▶ Assignment: Below are some records. Return exactly the lines from the one containing "Target: child's legs" through the one containing "109, row 135.", both included, and only those.

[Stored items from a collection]
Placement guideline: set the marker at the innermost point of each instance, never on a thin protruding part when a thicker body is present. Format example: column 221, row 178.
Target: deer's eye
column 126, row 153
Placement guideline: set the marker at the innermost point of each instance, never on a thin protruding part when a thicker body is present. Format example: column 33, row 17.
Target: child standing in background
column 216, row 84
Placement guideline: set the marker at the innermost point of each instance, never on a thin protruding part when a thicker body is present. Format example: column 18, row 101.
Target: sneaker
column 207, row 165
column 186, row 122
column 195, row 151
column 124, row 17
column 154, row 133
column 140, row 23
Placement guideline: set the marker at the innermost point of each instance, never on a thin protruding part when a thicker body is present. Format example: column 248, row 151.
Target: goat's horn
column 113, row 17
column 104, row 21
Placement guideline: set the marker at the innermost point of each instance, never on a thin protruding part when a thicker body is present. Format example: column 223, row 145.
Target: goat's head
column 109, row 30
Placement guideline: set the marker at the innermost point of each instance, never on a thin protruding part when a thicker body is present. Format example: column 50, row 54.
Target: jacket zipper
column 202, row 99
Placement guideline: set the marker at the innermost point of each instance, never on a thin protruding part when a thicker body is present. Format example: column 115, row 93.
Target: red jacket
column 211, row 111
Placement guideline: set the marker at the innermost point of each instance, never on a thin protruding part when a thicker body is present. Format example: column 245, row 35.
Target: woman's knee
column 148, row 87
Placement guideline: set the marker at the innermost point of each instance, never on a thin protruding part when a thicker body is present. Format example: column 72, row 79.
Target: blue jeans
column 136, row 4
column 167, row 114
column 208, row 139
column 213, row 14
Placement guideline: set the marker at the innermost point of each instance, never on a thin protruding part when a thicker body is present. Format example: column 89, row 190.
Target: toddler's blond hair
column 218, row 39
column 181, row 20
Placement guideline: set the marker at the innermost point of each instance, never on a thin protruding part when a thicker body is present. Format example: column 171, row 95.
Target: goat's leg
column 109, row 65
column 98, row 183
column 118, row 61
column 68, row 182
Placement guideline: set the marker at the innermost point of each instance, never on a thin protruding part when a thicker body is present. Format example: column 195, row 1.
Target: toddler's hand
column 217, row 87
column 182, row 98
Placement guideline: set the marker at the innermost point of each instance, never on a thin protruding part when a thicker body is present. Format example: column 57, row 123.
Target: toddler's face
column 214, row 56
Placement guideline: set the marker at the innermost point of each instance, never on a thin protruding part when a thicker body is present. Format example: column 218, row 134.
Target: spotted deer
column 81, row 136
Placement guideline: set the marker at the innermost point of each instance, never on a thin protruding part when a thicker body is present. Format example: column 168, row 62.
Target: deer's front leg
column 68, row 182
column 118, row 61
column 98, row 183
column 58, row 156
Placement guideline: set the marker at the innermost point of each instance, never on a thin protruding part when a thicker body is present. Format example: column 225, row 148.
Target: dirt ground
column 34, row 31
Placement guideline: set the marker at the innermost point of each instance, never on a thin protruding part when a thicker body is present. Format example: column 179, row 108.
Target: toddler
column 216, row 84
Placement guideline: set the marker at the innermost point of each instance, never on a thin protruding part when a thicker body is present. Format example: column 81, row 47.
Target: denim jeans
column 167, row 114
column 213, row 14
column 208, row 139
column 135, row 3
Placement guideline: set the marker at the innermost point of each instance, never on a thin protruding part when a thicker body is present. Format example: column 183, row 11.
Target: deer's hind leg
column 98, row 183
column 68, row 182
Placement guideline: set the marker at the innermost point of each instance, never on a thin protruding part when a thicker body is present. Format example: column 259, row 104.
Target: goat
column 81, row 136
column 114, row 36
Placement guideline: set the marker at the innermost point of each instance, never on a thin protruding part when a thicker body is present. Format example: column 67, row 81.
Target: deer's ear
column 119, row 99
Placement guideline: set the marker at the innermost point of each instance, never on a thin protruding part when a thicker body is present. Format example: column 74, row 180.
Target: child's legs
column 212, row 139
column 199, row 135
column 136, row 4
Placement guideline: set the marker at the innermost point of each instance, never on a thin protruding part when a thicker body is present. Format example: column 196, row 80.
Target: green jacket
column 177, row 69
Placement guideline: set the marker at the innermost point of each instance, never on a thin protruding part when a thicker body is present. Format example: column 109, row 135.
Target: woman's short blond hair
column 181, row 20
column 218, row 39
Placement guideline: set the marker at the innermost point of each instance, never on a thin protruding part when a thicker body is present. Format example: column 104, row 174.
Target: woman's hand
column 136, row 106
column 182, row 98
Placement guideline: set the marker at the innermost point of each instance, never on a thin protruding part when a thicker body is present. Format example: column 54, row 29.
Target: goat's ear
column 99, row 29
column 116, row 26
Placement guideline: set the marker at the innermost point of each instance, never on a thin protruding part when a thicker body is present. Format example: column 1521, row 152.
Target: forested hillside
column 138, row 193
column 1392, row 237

▶ Answer below:
Target: child's legs
column 212, row 139
column 199, row 135
column 136, row 4
Placement guideline: set the marker at the innermost point of each instance, never on a thin protruding part when a thicker body is present. Format example: column 196, row 80.
Target: green jacket
column 177, row 69
Placement guideline: set the marker at the innermost point of each instance, never on a thin protruding part when a thicker body is present. Format example: column 109, row 135.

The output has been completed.